• Given instruction 1: In the 737 MAX article, how much did Boeing promise to pay Southwest per airplane if pilots ended up needing expensive new simulator training?
• Given instruction 2: Shorten the paragraph of the 737 MAX article that begins "McNerney lost that bet", keeping its main facts.

• Page:

============

After the successful Airbus launch of its A320neo with new fuel-efficient engines in December 2010, Boeing leaders publicly dithered about whether to respond with a similarly re-engined 737 or to take an extra few years to develop an all-new single-aisle jet.

Boeing at the time was focusing all its resources and investment on fixing the 787 Dreamliner program, already three years late and still not delivered. So management favored going with the all-new jet option to delay the needed investment. Boeing Chairman and CEO Jim McNerney in May 2011 said that “as a betting man, I think that’s where we’re going to end up.”


McNerney lost that bet just two months later when longtime exclusive Boeing customer American Airlines defected and ordered the A320neo. Boeing leaders scrambled to Dallas and got a last-minute commitment from American to split the massive order provided they could deliver a re-engined 737 – and so the MAX was prematurely born. Boeing committed to the MAX without even having a finalized design or engine supplier. In December that year, Southwest Airlines placed the first order.

Because the 737 MAX was a derivative model of such an old design, one that has proven safe for many years, many of its systems were grandfathered in, rather than upgraded to the latest FAA safety standards.

And because the airlines, to reduce their costs, demanded that the MAX be designed so that pilots flying the previous 737 model would require minimal training, Boeing assured them that the MAX would handle exactly like the previous version of the 737.

For that first order, Boeing committed to launch customer Southwest that it would pay the airline $1 million per airplane if the final product were to require expensive new training for pilots in full flight simulators.

  • Why was the new MCAS flight control system needed?

As part of certifying a new airliner, the FAA requires flight-test maneuvers that go beyond what would be expected in normal passenger service. Among those, test pilots must fly through what’s called a “wind-up turn,” a banked, high-speed turn that approaches a stall, then spirals downward.

During this maneuver, the angle between the wing and the oncoming air flow, the angle of attack, will be high and the pilot will experience a high G-force. To win approval, the plane must fly through this smoothly, with the pilots experiencing a steady gradual shift in the feel of the control column.


But early in the development of the MAX, data from wind-tunnel tests told engineers that the bigger engines placed further forward on the wing would give the airframe a tendency to pitch up during this maneuver. This would mean a sudden slackening of the force in the control column that had to be eliminated.

When small physical changes to the airframe didn’t fix the problem, Boeing devised a piece of software — the Maneuvering Characteristics Augmentation System (MCAS) — that would counter the tendency for the nose to pitch up. When two sensors, measuring the angle of attack and the G-force, reached a certain threshold, MCAS — without any command from the pilot — would swivel up the jet’s movable horizontal tail, and so automatically give the airplane’s nose a push-down that would exactly counter the pitch-up. If the system operated as designed, the pilot wouldn’t even notice.

============

• Dataset content:

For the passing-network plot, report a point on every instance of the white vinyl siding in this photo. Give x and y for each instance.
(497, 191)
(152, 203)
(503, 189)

============

• Response 1: $1 million per airplane.

• Response 2: Two months later, American Airlines, long a Boeing-only customer, ordered the A320neo. Boeing rushed to Dallas and won a last-minute deal: American would split the order if Boeing could deliver a re-engined 737. That launched the MAX before Boeing had a final design or an engine supplier. Southwest placed the first order that December.